[Problems and tasks]:
(1) From the passage on patient data stratification, write out the text from "Other sources of" up to and including "analyzing patient data.", with every word and punctuation mark unchanged.
(2) Answer these questions using the passage on patient data stratification:
(a) What is the first of the six priorities CMS has articulated for reducing health disparities?
(b) In which area of treatment is CMS most notably implementing rules to incentivize providers to decrease health disparities?
(c) Since what year have ICD-10 Z codes been available?
Segment Start: Passage shown
CMS has articulated six priorities for reducing health disparities, the first of which is an expansion in the collection, reporting and analysis of standardized data. The agency is in the process of refreshing its overall equity plan for Medicare, and already is implementing rules to incentivize providers to decrease health disparities, most notably in the area of treatment for end-stage renal disease (ESRD).
Envisioning a patient data stratification ecosystem
Developing an effective patient stratification strategy hinges on data collection, since the initiative’s success will be directly linked to the breadth and depth of the information assembled. Data ecosystems should therefore be designed to unify a wide range of data sources to generate the most holistic picture possible of patient needs. Key information sources can include:
Medical claims codes
With medical claims, particular attention should be paid to ICD-10 Z codes, which hospitals can use to identify social determinants, such as education and literacy, employment, housing, lack of adequate food and water, and occupational exposure to risk factors. Although Z codes have been available since 2016, many providers aren’t using them due to uncertainty about who can document social determinants and under what circumstances. Payers should work with their provider networks to develop consistent policies and even incentives for increasing Z code reporting.
Patient electronic health records
Payers should also explore arrangements that would provide access to providers’ electronic health records in pursuit of greater detail about specific patients and encounters. Developing arrangements to access information from non-affiliated clinics likewise can help create a more complete picture of a patient’s health and underlying social determinants.
Other sources of patient data for stratification
Payers need to look beyond their network providers to identify and seek out additional data sources. These can include:
- Patient self-reported data, including outcomes and SDoH information via a standardized screening tools
- Community health assessments
- Screening data from social, public health and community-based services
- Wearable device data
It is a given that ensuring a diverse, robust and up-to-date dataset will require collaborative partnerships between payers and providers, community agencies and other entities committed to mitigating health inequity. Whether the payer, provider or some other organization ultimately leads this effort is secondary to the creation of effective infrastructure for sharing, collecting and analyzing patient data.
Segment End: Passage shown
Segment Start: Provided material
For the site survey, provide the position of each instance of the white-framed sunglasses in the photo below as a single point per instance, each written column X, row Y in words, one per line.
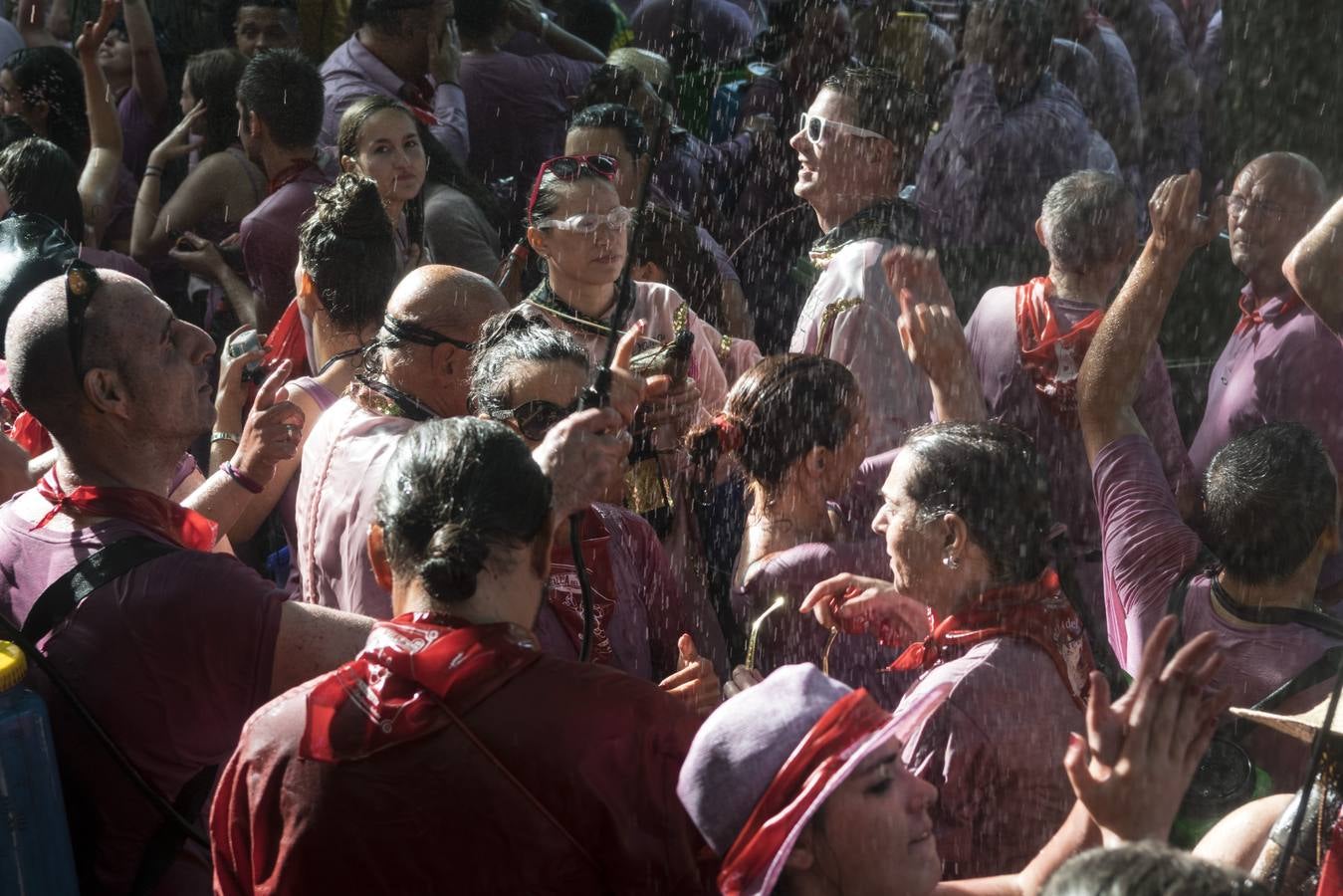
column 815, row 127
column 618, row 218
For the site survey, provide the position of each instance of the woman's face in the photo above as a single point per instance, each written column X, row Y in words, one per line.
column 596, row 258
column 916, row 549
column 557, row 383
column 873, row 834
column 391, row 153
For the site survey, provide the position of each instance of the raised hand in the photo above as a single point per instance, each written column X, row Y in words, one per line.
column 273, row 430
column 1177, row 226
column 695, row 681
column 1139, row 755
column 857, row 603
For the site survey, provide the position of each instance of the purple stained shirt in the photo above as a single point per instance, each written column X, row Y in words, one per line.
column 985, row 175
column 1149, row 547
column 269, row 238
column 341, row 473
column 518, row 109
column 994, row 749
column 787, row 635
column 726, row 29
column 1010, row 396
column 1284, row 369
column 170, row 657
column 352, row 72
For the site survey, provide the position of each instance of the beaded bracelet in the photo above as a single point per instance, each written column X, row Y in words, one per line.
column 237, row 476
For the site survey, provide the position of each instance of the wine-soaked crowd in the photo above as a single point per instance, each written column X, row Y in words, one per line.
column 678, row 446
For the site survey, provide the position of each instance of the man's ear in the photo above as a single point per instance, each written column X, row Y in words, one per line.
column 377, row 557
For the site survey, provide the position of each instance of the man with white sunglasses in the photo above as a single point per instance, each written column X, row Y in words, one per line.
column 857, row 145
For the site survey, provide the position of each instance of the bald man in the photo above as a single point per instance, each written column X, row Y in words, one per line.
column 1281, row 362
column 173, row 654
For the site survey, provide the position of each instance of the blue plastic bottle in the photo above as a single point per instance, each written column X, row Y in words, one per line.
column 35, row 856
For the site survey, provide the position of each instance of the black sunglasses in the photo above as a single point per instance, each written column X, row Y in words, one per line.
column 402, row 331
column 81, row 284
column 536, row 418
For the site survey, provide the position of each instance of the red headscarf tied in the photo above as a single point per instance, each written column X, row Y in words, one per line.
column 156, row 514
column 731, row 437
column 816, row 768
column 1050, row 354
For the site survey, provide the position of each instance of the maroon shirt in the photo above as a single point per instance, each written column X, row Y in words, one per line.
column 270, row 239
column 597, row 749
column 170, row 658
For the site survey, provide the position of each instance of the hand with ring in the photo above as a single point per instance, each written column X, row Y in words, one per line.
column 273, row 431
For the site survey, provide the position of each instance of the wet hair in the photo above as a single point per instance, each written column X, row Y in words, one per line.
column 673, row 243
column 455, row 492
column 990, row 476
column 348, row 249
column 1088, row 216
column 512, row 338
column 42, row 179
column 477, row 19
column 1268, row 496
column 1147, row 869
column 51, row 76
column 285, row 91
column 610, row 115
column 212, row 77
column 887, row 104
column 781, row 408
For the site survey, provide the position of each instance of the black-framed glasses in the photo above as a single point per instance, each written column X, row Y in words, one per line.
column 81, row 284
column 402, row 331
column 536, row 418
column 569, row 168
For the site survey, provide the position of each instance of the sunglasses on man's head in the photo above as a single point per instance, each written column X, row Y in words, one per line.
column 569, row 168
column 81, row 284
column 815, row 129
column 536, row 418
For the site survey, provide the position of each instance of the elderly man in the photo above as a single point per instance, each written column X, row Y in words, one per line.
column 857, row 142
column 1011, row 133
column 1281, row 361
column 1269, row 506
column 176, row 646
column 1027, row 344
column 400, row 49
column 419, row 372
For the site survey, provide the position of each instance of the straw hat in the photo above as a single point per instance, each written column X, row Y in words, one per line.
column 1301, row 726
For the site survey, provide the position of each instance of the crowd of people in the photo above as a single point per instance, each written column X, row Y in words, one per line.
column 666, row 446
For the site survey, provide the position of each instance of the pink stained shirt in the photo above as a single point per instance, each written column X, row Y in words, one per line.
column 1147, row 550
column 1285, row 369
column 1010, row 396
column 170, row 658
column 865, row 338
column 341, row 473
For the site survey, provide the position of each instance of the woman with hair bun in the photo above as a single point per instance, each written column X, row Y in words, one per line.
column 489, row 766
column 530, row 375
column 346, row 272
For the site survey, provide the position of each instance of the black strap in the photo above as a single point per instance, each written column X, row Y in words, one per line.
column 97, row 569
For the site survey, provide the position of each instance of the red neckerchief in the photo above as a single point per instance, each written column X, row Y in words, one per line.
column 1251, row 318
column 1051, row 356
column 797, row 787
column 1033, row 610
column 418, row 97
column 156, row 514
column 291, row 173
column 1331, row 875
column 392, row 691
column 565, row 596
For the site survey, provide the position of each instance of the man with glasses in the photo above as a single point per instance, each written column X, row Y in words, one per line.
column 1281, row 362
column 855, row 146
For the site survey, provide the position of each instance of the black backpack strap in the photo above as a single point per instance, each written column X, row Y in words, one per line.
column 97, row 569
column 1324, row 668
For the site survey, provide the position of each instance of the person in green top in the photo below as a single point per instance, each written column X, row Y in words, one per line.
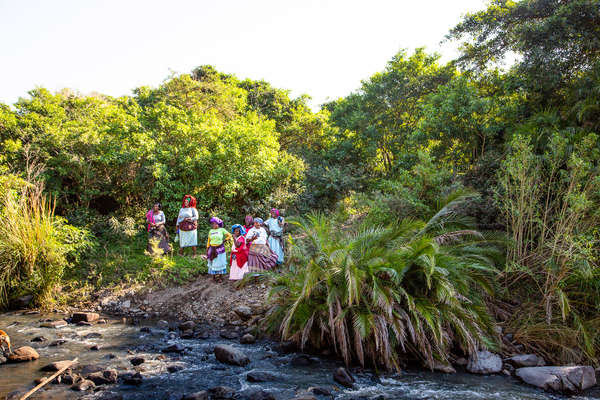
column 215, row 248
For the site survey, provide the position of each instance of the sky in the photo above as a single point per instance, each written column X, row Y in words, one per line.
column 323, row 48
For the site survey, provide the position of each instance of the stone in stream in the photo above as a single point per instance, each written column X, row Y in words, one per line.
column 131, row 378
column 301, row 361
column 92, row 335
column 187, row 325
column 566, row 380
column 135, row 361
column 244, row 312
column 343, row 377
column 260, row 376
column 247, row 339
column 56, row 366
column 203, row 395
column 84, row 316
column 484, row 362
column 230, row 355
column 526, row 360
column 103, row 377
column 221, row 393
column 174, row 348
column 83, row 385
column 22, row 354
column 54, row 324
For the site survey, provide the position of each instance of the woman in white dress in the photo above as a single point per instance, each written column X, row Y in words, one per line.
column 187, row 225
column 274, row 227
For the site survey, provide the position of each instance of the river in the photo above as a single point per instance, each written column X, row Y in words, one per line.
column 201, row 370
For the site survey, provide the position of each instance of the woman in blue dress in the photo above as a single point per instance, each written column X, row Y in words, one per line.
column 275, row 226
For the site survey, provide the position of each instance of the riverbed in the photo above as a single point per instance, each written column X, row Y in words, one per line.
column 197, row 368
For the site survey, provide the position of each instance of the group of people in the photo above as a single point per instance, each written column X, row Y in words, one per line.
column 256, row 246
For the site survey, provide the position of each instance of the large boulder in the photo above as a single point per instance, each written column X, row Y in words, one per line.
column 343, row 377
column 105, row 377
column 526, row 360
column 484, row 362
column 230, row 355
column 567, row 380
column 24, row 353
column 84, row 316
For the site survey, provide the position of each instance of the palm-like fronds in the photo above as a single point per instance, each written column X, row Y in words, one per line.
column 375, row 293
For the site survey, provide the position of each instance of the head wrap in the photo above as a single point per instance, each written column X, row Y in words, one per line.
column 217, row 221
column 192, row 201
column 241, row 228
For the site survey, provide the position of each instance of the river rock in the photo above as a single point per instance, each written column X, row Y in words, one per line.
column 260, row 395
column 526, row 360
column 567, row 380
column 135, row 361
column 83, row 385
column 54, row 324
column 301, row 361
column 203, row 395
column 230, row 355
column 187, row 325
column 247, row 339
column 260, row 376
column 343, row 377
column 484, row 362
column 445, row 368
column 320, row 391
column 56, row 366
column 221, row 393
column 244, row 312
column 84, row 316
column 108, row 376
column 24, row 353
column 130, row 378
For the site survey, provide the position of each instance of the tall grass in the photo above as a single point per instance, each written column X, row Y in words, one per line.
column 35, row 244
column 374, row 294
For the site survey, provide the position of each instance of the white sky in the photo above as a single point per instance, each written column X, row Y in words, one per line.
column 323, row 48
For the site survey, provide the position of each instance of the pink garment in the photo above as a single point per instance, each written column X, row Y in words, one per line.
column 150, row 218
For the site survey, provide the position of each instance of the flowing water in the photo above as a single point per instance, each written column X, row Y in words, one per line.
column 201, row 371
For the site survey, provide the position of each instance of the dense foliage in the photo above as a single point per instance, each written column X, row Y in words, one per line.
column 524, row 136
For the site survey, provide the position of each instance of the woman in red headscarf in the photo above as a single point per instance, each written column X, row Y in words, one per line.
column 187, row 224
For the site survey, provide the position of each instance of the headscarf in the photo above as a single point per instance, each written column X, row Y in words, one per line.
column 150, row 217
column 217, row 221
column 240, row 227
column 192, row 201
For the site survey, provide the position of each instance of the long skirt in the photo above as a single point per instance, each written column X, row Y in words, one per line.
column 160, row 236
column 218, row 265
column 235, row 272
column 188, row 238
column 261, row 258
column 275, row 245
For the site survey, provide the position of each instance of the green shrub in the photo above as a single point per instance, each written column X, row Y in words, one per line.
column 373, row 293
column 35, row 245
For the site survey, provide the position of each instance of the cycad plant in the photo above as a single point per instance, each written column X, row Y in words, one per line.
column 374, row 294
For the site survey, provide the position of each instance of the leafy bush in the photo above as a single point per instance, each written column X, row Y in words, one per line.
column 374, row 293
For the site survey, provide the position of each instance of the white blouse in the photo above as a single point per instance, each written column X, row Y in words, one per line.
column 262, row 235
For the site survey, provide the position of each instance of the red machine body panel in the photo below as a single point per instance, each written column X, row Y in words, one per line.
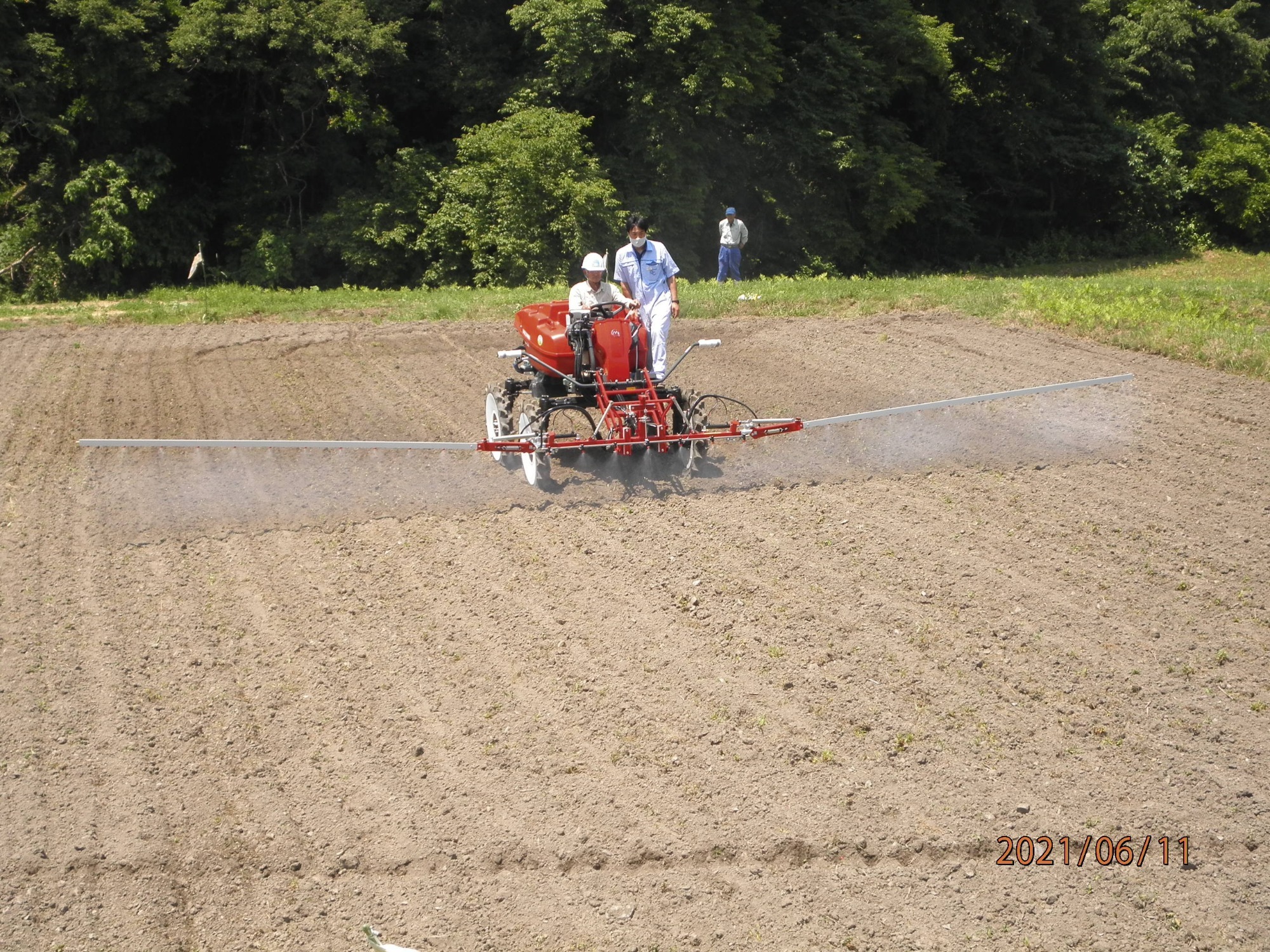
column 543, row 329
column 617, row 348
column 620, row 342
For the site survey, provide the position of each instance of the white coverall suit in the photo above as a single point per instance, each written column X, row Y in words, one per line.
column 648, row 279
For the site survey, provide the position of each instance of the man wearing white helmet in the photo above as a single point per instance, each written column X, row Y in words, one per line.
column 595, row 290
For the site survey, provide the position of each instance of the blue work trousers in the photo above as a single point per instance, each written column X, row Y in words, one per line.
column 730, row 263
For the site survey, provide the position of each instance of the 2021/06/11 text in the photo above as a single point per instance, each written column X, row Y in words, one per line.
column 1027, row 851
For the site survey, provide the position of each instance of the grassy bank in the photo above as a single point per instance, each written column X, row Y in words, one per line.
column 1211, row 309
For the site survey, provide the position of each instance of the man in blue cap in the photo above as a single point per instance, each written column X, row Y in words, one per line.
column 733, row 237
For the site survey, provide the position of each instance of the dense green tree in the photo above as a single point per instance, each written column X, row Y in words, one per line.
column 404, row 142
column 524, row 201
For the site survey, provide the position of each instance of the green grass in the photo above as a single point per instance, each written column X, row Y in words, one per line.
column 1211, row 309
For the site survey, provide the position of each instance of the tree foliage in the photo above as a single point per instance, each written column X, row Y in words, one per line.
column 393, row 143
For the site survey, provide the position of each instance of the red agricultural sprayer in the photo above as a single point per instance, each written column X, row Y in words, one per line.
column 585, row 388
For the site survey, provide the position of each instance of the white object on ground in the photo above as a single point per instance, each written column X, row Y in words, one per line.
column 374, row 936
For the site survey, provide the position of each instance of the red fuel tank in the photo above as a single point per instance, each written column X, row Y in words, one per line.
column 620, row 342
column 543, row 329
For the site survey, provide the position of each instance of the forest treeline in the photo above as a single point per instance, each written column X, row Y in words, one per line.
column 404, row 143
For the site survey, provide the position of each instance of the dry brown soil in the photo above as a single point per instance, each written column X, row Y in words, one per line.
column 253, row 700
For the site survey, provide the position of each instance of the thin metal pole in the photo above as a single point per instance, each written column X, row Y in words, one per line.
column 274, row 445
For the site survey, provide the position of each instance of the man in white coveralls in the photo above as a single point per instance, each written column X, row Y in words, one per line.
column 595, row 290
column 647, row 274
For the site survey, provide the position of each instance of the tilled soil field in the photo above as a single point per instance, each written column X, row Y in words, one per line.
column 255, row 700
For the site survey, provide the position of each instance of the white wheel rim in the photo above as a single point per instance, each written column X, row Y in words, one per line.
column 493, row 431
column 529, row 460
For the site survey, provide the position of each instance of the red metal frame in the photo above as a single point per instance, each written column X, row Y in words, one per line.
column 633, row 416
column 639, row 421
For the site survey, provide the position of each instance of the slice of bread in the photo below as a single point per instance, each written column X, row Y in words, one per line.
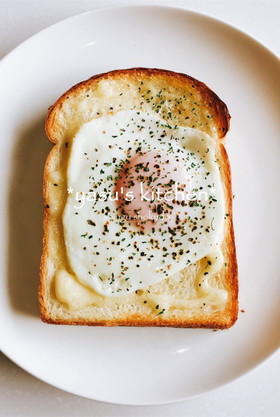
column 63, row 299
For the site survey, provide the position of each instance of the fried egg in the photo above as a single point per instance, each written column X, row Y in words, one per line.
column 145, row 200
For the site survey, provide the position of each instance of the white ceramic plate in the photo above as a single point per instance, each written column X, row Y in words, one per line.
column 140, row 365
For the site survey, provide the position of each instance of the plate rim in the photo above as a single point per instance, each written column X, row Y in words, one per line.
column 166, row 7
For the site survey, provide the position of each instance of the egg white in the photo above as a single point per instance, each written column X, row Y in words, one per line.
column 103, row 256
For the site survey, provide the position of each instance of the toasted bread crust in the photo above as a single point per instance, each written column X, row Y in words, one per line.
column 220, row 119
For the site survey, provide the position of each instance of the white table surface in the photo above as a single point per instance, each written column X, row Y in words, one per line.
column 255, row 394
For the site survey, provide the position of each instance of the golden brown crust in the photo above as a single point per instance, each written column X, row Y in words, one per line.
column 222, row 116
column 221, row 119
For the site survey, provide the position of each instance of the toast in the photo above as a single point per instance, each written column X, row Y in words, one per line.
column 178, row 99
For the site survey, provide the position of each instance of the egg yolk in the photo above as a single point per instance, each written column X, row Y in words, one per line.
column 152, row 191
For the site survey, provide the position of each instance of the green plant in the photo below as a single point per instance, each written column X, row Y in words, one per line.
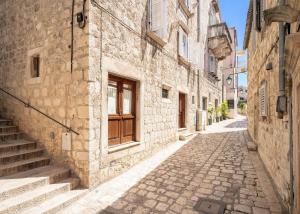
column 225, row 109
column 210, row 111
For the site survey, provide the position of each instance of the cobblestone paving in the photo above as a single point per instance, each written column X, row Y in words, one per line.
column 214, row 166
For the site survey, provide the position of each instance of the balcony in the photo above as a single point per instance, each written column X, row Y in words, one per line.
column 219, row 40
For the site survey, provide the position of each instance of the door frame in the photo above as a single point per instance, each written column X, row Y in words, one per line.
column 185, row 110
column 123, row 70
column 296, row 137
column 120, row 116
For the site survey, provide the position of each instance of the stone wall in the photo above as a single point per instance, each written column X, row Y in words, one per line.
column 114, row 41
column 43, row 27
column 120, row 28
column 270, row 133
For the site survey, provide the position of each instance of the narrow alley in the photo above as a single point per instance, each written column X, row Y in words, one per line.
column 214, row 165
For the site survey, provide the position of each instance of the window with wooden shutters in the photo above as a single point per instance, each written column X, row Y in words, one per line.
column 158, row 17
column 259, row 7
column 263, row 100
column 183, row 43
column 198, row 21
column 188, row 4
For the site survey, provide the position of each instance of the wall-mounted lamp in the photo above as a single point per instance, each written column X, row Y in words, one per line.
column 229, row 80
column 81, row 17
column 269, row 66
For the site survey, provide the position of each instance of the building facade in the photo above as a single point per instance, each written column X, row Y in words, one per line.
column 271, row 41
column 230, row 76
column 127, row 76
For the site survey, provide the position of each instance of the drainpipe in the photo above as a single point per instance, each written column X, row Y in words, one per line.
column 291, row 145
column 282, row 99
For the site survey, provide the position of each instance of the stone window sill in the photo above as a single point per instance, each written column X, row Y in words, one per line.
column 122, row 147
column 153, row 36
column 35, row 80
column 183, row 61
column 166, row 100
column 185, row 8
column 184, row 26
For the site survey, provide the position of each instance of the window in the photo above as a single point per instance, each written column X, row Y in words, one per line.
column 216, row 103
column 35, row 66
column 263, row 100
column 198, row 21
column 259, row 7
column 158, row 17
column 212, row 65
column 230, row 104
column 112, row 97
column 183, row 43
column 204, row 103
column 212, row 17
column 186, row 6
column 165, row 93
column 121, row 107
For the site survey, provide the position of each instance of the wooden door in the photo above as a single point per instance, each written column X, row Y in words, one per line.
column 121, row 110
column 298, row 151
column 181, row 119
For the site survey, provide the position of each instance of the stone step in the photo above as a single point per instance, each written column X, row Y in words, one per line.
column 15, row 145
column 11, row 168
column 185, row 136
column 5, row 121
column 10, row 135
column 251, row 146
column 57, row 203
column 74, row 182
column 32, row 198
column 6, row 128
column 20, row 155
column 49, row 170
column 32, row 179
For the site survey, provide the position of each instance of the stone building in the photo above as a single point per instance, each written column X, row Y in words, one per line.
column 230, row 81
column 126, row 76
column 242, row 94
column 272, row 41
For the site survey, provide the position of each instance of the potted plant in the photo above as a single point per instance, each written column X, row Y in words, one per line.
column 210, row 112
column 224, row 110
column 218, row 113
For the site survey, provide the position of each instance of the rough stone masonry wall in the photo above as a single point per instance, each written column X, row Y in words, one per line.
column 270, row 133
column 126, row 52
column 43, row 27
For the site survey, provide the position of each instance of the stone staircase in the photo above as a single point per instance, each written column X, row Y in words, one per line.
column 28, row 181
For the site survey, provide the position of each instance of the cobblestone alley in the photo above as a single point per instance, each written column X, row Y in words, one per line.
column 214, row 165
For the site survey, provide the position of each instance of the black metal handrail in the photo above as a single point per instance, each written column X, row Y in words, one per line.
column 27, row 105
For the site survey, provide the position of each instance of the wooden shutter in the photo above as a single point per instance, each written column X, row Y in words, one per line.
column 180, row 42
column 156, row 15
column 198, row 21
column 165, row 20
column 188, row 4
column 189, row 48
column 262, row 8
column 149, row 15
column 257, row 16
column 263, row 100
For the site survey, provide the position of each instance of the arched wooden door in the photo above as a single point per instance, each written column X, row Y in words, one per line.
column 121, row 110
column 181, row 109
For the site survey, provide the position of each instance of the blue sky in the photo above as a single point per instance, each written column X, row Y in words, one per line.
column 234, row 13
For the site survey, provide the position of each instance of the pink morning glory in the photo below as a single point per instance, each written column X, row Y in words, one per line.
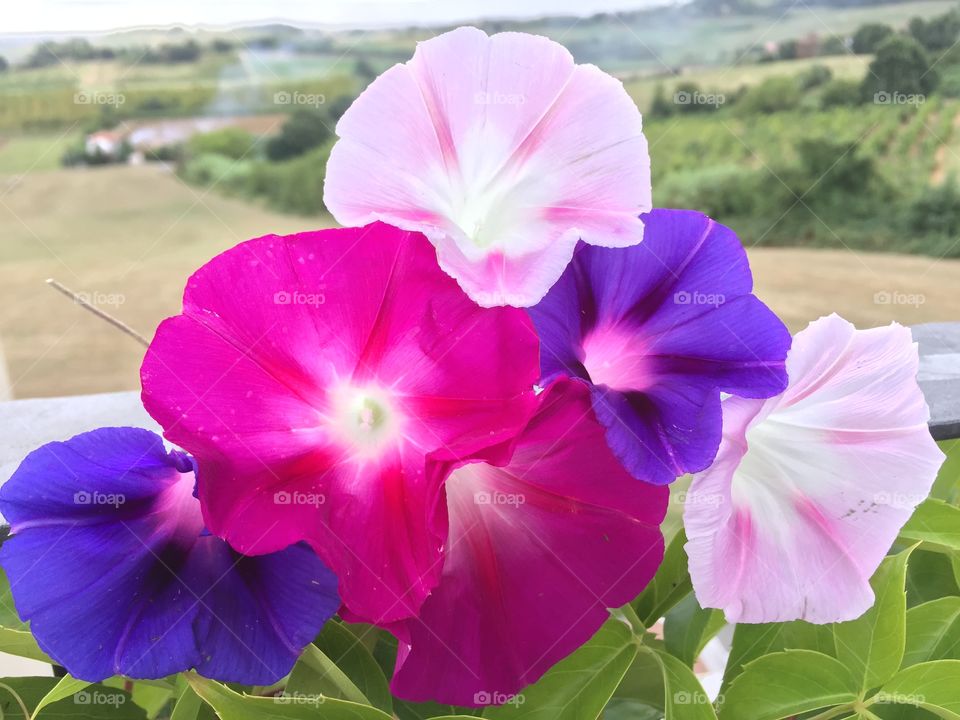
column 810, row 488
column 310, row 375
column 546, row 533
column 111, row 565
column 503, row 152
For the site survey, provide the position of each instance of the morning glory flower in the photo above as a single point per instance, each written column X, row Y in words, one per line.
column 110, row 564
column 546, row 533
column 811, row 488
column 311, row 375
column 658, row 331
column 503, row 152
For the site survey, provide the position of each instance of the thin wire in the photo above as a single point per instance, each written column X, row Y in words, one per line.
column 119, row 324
Segment End: Provided material
[Task solutions]:
(1)
Other sources of patient data for stratification
Payers need to look beyond their network providers to identify and seek out additional data sources. These can include:
- Patient self-reported data, including outcomes and SDoH information via a standardized screening tools
- Community health assessments
- Screening data from social, public health and community-based services
- Wearable device data
It is a given that ensuring a diverse, robust and up-to-date dataset will require collaborative partnerships between payers and providers, community agencies and other entities committed to mitigating health inequity. Whether the payer, provider or some other organization ultimately leads this effort is secondary to the creation of effective infrastructure for sharing, collecting and analyzing patient data.

(2)
(a) An expansion in the collection, reporting and analysis of standardized data.
(b) Treatment for end-stage renal disease (ESRD).
(c) 2016.